__EXERCISE PROMPT__
Reproduce every listing below word for word, keeping each line as it stands.

__DATASET RECORDS__
+ + + + +
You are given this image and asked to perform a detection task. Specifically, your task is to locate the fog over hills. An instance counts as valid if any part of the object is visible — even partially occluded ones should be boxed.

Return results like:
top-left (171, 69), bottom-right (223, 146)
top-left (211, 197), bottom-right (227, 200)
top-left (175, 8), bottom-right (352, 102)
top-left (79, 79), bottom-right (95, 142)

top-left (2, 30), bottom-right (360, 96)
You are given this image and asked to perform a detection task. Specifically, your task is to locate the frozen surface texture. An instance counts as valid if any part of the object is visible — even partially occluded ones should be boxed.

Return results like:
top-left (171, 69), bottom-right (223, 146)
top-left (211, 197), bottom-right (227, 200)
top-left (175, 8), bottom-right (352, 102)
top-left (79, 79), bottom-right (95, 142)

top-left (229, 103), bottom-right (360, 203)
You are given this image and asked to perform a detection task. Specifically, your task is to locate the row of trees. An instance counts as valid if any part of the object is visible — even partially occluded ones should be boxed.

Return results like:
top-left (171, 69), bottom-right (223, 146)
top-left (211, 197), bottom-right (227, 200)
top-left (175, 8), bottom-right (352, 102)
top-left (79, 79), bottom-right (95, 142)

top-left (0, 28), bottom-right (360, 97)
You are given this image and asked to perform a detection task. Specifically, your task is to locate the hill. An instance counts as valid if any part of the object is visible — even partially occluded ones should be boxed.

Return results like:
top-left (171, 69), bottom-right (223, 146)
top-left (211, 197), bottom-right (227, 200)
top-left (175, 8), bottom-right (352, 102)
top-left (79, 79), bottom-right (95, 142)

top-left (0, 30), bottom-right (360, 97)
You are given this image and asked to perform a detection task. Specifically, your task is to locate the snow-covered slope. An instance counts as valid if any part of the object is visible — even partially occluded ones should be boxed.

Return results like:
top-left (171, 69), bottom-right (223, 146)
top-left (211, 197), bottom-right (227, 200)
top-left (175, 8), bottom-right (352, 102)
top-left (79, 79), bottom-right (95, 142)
+ + + + +
__SOLUTION__
You are given this image and asked to perform a detection task. Specifically, your task is to locate the fog over hills. An instance counts as valid if any part of the object is visible — even partially occluded ones should be boxed.

Return results like:
top-left (171, 69), bottom-right (223, 146)
top-left (211, 197), bottom-right (227, 200)
top-left (175, 8), bottom-right (352, 102)
top-left (79, 79), bottom-right (95, 142)

top-left (2, 30), bottom-right (360, 96)
You are given this image and asked to perform a detection task. Specifically, your task is to locate the frozen surface texture. An instance counts as valid if any part of the object is visible — even partially occluded ones should be boxed.

Return results like:
top-left (171, 69), bottom-right (223, 146)
top-left (211, 197), bottom-right (227, 200)
top-left (175, 8), bottom-right (352, 102)
top-left (79, 79), bottom-right (95, 142)

top-left (229, 103), bottom-right (360, 203)
You are given this image and asked to perform a detection task. Specifically, your task is to locate the row of trees. An instance counts as valid if any part of the object is visible — even partially occluded ones should be boxed.

Return results like:
top-left (171, 69), bottom-right (223, 146)
top-left (211, 197), bottom-right (227, 200)
top-left (175, 8), bottom-right (352, 102)
top-left (79, 79), bottom-right (95, 142)

top-left (0, 28), bottom-right (360, 97)
You are given this image and asked to perform a detection task. Specifically, your task is to locate the hill. An instance counts as valid if any part of the object is visible — even partially occluded ones should be boxed.

Return results like:
top-left (171, 69), bottom-right (223, 146)
top-left (211, 197), bottom-right (227, 200)
top-left (175, 8), bottom-right (352, 102)
top-left (79, 79), bottom-right (95, 142)

top-left (0, 30), bottom-right (360, 97)
You are given this image and asked to perform a detection task. Specifically, your task is to locate the snow-covered slope. An instance counts as valid if any part of the object is visible — even partially occluded ones should be boxed.

Return results like:
top-left (171, 69), bottom-right (223, 146)
top-left (211, 197), bottom-right (227, 200)
top-left (175, 8), bottom-right (352, 102)
top-left (79, 79), bottom-right (95, 142)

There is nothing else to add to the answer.